SET TASK ▸ Return, word for word, the lines of the records below that start with the line containing "Question. Put a dot on every instance of the brown" and go on through the line containing "Question. Put a dot on every instance of the dark patterned", both of those lines included.

[Excerpts from point annotation data]
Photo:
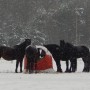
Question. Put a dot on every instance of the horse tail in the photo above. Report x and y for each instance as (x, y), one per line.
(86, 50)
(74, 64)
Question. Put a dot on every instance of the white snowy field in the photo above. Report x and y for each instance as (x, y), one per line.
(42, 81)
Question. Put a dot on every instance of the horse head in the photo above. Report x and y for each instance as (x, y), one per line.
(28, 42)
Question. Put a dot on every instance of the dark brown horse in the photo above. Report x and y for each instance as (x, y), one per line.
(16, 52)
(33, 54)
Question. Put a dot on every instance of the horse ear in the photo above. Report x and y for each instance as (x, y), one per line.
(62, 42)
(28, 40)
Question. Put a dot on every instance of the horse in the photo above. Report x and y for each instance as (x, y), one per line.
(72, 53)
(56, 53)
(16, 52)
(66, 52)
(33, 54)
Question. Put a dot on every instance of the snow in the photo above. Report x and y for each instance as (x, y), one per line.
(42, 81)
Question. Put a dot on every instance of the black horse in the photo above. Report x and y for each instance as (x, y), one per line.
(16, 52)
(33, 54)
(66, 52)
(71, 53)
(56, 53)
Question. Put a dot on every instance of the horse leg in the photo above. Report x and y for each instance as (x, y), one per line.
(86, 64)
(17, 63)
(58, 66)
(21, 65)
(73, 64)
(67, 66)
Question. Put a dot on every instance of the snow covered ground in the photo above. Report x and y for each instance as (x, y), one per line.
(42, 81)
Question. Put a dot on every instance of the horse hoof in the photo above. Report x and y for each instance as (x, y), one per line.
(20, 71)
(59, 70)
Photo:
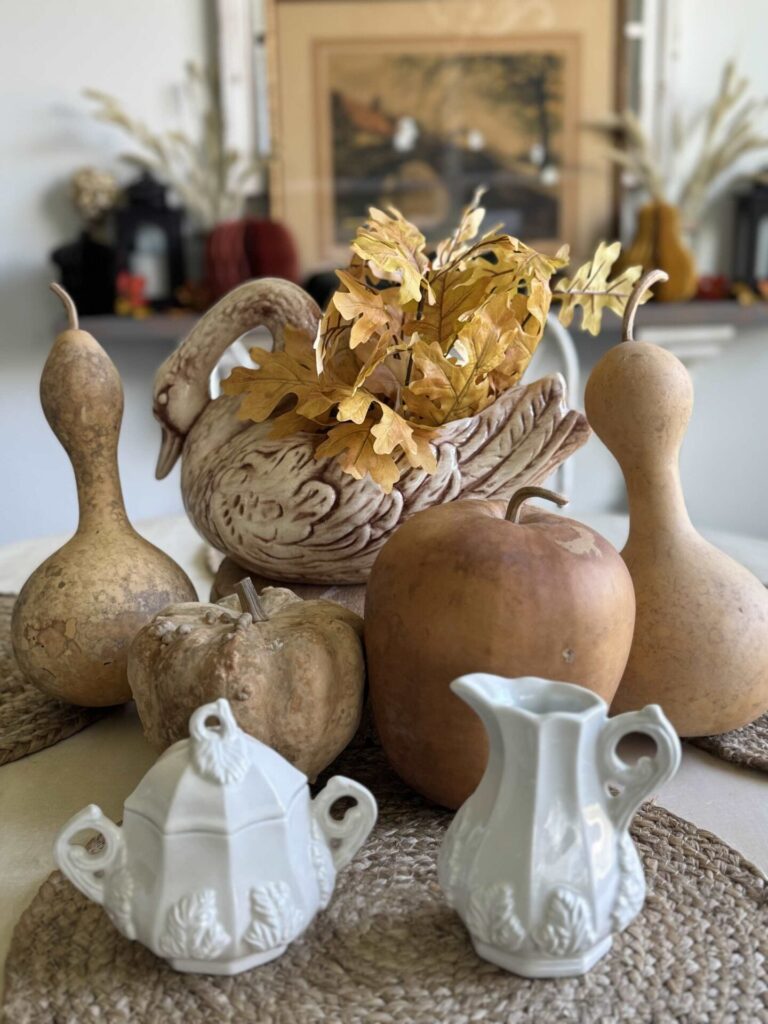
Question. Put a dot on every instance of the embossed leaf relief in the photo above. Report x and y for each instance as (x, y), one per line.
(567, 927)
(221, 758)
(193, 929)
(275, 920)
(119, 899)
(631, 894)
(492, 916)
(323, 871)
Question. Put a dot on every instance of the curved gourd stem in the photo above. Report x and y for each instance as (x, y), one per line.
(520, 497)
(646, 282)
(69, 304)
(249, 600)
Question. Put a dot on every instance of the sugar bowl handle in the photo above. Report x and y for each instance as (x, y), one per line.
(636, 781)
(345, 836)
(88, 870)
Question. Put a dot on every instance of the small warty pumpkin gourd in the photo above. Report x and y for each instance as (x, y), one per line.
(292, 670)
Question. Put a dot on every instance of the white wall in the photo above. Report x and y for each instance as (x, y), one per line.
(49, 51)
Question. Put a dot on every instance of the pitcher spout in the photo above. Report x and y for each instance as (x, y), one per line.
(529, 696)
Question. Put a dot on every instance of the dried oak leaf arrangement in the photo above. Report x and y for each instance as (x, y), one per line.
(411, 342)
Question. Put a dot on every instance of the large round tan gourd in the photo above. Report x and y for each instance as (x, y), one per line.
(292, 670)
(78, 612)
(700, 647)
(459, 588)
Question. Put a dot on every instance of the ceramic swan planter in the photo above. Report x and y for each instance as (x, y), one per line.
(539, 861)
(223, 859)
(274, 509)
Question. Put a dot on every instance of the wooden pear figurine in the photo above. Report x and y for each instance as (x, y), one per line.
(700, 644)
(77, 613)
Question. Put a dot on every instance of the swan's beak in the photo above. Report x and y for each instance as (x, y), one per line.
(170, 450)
==
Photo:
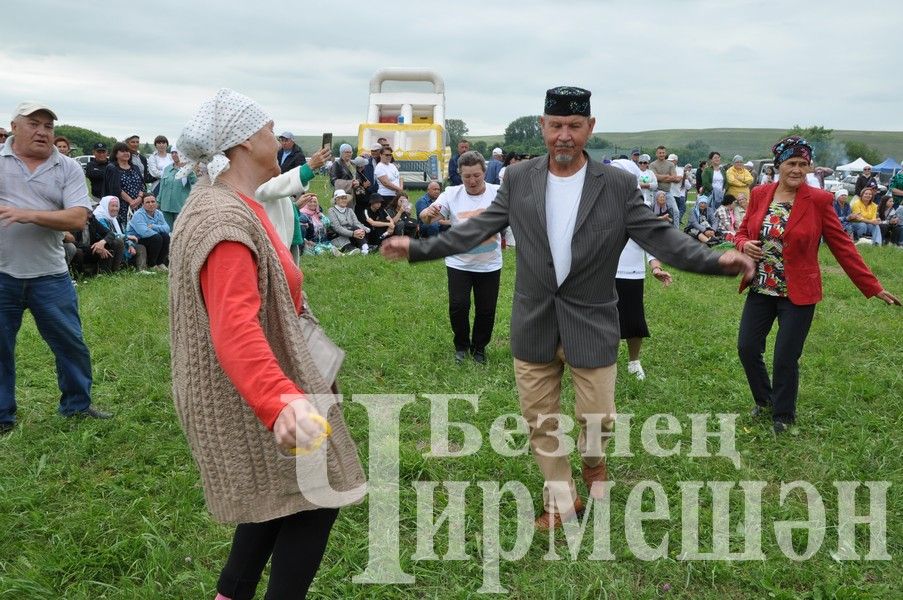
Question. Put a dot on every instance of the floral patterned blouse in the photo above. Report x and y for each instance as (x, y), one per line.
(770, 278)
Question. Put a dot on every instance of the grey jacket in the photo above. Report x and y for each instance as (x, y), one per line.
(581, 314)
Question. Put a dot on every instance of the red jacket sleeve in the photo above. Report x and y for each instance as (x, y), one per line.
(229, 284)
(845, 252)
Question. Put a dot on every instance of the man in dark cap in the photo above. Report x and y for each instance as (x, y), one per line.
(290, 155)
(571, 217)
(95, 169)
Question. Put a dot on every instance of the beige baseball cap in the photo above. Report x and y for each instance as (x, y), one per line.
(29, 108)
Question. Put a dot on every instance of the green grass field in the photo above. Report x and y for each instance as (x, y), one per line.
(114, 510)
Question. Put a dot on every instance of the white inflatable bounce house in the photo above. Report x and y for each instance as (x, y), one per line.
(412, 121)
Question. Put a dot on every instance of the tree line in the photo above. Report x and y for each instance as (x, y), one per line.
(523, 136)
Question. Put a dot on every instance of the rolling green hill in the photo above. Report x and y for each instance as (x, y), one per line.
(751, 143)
...
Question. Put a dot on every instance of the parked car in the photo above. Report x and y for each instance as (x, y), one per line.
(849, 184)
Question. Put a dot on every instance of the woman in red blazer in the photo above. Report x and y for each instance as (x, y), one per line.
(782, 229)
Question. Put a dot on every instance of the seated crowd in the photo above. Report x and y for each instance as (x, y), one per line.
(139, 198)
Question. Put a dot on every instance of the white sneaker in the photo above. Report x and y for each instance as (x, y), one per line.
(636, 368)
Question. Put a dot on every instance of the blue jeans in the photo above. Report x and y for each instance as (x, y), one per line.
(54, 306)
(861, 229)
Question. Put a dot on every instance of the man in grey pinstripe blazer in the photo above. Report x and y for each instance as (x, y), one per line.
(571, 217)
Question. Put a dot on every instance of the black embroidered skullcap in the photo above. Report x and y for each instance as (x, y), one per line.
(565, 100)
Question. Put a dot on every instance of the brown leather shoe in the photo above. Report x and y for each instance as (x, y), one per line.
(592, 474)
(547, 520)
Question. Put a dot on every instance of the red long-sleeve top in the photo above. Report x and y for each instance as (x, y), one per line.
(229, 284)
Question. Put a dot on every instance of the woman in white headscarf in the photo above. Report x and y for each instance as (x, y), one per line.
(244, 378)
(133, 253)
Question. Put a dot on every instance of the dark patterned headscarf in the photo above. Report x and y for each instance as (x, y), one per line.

WRITTEN RESPONSE ▸
Question. Put a dot on every instance of the brown leather shoe in the photo above. Report x and y for each instance as (x, y), one per line.
(592, 474)
(547, 520)
Question. Put a dot on every instance of the red long-sleeve top in the photo above. Report x and y for each instance as (x, y), one per line.
(229, 284)
Question. Put a dot on every instance of the woman in white headscarf in the photo above. Report x and y for each instance as (x, y), one per line.
(244, 378)
(133, 253)
Question. Put a dot on every instance of the dark patterned headscarf in the photo above. Report x and y for each instance as (x, y), one per line.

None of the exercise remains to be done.